Уничижительный собирательный термин «язычество» использовался воинствующим христианским интернационалом еще в первые века христианства, чтоб клеймить врага (то есть наших пращуров и пращуров всех других народов), чье место он планировал занять. Политтехнологии придуманы не вчера!.. Слово «язычество» можно сравнить с позднейшими политическими ярлыками: «панславизм» – вымышленный славянский шовинизм, которого в России, во всяком случае, никогда не было и нет; «раскольники» (для староверов; хотя в действительности раскольником был Никон); «царизм» (для дореволюционной России); «опиум для народа» (для самих христианских интернационалистов); «красно-коричневые»; «националисты»; «шовинисты»; «фашисты» и, наконец, «враги народа». То есть «язычники» читай «враги народа». Так называемых «язычников» обвиняли в том, «что у них религия без Бога», повсеместно называя их «безбожниками», и это при том, что только одна «Ригведа» представляет собой три тома гимнов богам и Богу. И каких гимнов!!! Редкие молитвы могут сравниться с ними в поэтической и магической силе творческого потенциала слова и информационном богатстве сведений о космическом лоне Бога, которого люди прозрели «в сердце своем».

Показанный материал >>
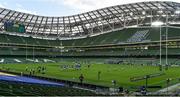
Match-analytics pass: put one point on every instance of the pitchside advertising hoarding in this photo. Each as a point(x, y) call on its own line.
point(11, 26)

Задание 1 >> Определите, согласуются ли с фрагментом о слове «язычество» утверждения (а), (б) и (в). Для каждого ответьте «да» или «нет» и приведите решающие слова фрагмента в точной цитате: (а) термин «язычество» впервые появился лишь в новое время; (б) раскольником в действительности был Никон; (в) «Ригведа» представляет собой три тома гимнов.
Задание 2 >> Перечислите все ярлыки из фрагмента о слове «язычество», после которых в скобках указано, к кому их применяли, и укажите для каждого этот адресат.
Задание 3 >> Пожалуйста, продолжите фрагмент о слове «язычество» после его последнего предложения.
Материал никак не связан с фрагментом о слове «язычество».

Результат упражнения 1 >>
(а) Нет: «использовался воинствующим христианским интернационалом еще в первые века христианства».
(б) Да: «хотя в действительности раскольником был Никон».
(в) Да: «только одна «Ригведа» представляет собой три тома гимнов богам и Богу».

Результат упражнения 2 >> «раскольники» — староверы; «царизм» — дореволюционная Россия; «опиум для народа» — сами христианские интернационалисты.

Результат упражнения 3 >>
«Язычников» обвиняли, что они «поклоняются твари вместо творца». Но почему «вместо», а не «и»? Ведь дохристианские народы поклонялись всему сущему: и творцу, и творению его (в котором тоже Бог). Новгородский архиепископ Макарий писал Ивану Грозному в 1534 году: «Суть же скверные мольбища их: лес и камение и реки и блата, источники и горы и холмы, солнце и месяц и звезды и езера. И проста рещи – всей твари (всему существующему) поклоняхуся яко богу и чтяху и жертву приношаху кровную бесом – волы и овцы и всяк скот и птицы…» Что же здесь возмутительного, если люди любят все сущее?! Нельзя же уничтожить все?! Вырубить рощу несложно, но солнце?! Здесь, как и всегда в христианских устах, «мольбища» (слово уничижительной характеристики) дохристианские – «скверна», а христианские то, что надо. Жертвы дохристианские «бесовские» и «кровные», а христианские жертвы – какие надо. А «вся тварь» (сотворенное) как будто и не богом созданное. Постное, обуженное христианство, направленное на идеализацию мучеников и скудость жизни аскетов, не смогло не только вместить в себя, но понять, принять многообразие и «цветущую сложность» дохристианской веры, предпочитая ее отвергнуть, не вникая в особенности. За сим следовала демонизация непонятного и непонятого, мощного явления дохристианской веры.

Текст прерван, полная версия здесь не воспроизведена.